** Start EXTRACTED DATA **
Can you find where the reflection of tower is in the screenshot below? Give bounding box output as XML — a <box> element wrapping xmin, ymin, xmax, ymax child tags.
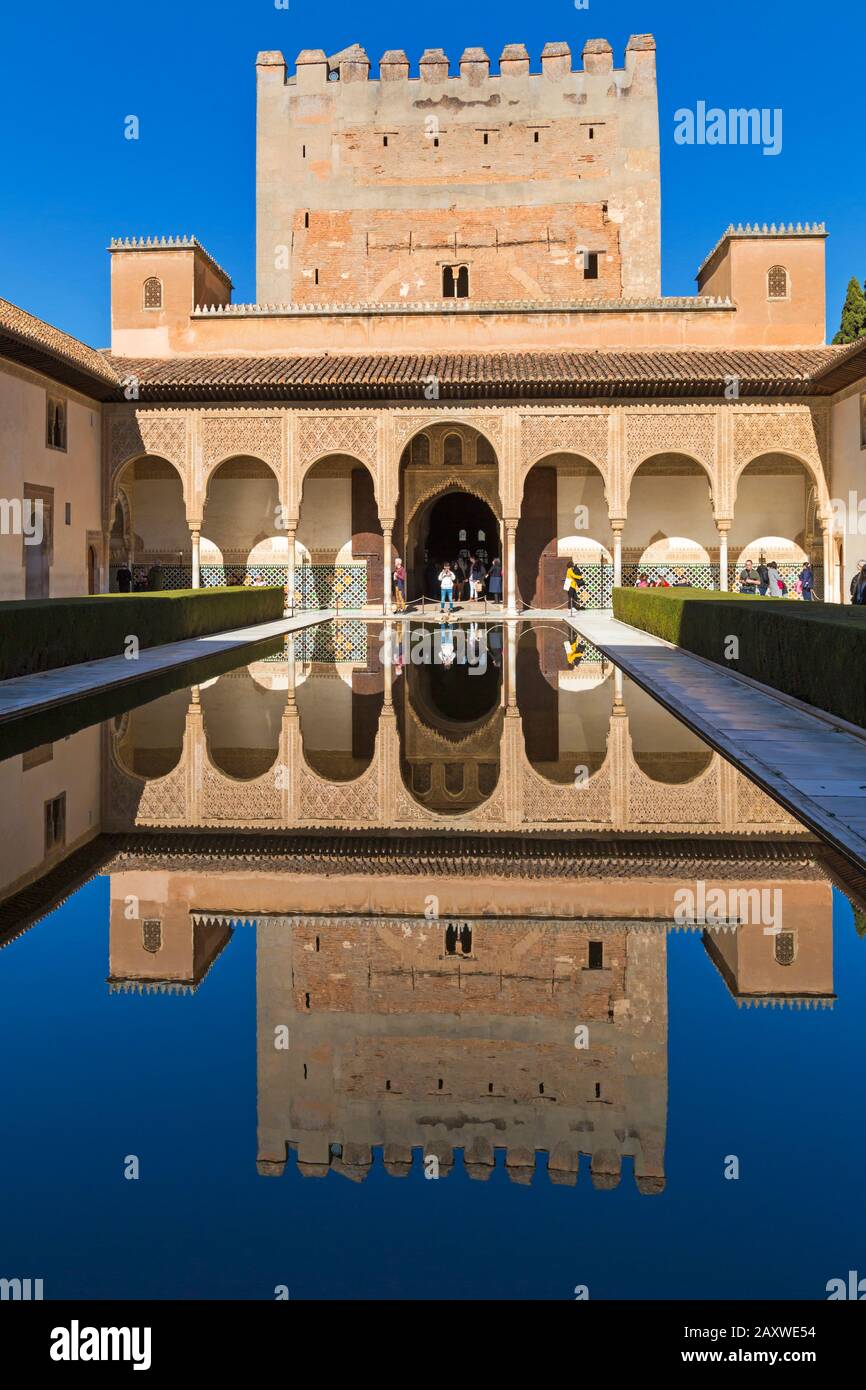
<box><xmin>257</xmin><ymin>917</ymin><xmax>667</xmax><ymax>1193</ymax></box>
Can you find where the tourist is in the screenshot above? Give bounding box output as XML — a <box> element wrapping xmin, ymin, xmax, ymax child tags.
<box><xmin>487</xmin><ymin>560</ymin><xmax>502</xmax><ymax>603</ymax></box>
<box><xmin>740</xmin><ymin>560</ymin><xmax>770</xmax><ymax>594</ymax></box>
<box><xmin>393</xmin><ymin>555</ymin><xmax>406</xmax><ymax>613</ymax></box>
<box><xmin>468</xmin><ymin>557</ymin><xmax>487</xmax><ymax>602</ymax></box>
<box><xmin>563</xmin><ymin>560</ymin><xmax>587</xmax><ymax>613</ymax></box>
<box><xmin>455</xmin><ymin>556</ymin><xmax>466</xmax><ymax>603</ymax></box>
<box><xmin>439</xmin><ymin>560</ymin><xmax>455</xmax><ymax>613</ymax></box>
<box><xmin>767</xmin><ymin>560</ymin><xmax>784</xmax><ymax>599</ymax></box>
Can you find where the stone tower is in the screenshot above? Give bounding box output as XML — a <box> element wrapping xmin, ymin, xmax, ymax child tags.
** End EXTRACTED DATA **
Rewrite all of the items above with "screenshot" changed to "photo" and everything else left as is. Omit the pictures from your version.

Can you find where the reflection of tower is in the photo below? Give bounding box output as XML — a <box> element wrapping xmin, ymin, xmax, ymax child tags.
<box><xmin>257</xmin><ymin>917</ymin><xmax>667</xmax><ymax>1193</ymax></box>
Can you find where the tourist is in the photo above? Give bounding box output as XML — a <box> element wrapping xmin, ymin, xmax, ymax child tags.
<box><xmin>487</xmin><ymin>560</ymin><xmax>502</xmax><ymax>603</ymax></box>
<box><xmin>740</xmin><ymin>560</ymin><xmax>770</xmax><ymax>594</ymax></box>
<box><xmin>393</xmin><ymin>555</ymin><xmax>406</xmax><ymax>613</ymax></box>
<box><xmin>468</xmin><ymin>557</ymin><xmax>487</xmax><ymax>602</ymax></box>
<box><xmin>563</xmin><ymin>560</ymin><xmax>587</xmax><ymax>613</ymax></box>
<box><xmin>455</xmin><ymin>556</ymin><xmax>466</xmax><ymax>603</ymax></box>
<box><xmin>439</xmin><ymin>560</ymin><xmax>455</xmax><ymax>613</ymax></box>
<box><xmin>767</xmin><ymin>560</ymin><xmax>784</xmax><ymax>599</ymax></box>
Can you find where the stone tower is in the photo above? Give bounding box output as XML — a <box> element wrapping xmin, ymin, xmax, ymax child tags.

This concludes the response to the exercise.